- RECORDS SHOWN -
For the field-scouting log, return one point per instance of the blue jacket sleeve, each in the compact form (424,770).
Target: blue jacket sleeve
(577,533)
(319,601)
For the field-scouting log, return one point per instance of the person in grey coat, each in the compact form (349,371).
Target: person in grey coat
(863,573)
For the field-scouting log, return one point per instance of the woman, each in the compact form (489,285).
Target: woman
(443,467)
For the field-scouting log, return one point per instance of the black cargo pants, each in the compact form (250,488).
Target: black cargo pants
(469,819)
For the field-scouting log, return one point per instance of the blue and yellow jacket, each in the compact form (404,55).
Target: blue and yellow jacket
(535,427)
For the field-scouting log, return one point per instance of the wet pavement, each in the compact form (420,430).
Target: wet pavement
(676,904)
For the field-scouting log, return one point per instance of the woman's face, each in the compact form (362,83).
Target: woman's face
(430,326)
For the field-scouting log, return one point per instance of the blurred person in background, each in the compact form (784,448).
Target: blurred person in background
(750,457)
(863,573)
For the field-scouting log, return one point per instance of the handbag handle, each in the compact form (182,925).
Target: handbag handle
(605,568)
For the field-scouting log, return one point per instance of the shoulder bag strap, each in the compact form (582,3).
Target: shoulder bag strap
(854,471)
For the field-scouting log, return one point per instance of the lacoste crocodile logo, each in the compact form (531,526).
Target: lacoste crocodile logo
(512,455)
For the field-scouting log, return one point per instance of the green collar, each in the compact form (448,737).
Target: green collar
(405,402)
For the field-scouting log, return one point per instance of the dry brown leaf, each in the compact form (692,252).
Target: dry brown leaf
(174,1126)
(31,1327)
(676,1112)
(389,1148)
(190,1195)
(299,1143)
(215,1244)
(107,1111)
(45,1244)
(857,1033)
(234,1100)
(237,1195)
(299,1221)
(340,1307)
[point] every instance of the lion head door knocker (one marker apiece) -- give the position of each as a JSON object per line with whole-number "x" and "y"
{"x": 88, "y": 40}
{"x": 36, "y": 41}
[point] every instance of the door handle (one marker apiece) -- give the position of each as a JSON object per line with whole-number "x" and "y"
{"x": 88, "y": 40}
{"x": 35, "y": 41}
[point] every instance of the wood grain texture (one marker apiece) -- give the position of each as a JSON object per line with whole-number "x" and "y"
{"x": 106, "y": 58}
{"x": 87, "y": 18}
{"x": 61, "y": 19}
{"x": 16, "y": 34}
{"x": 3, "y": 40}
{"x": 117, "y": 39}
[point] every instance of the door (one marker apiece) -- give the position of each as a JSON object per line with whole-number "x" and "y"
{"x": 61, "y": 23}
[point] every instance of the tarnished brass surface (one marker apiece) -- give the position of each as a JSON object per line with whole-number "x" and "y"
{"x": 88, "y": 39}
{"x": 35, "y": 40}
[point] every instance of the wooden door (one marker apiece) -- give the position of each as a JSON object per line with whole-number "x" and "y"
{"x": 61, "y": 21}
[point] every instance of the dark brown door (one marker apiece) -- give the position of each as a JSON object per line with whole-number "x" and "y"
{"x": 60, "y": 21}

- YOUR TASK -
Rewrite the rows above as a numbered list, starting at the line containing "[point] every instance of the dark" and running through the last row, both ends included. Leave out any blank lines.

- ANSWER TO THIS PROBLEM -
1. [point] every instance of the dark brown door (one marker apiece) -- give the position of each as a JSON object per line with whole-number "x" and "y"
2. {"x": 60, "y": 21}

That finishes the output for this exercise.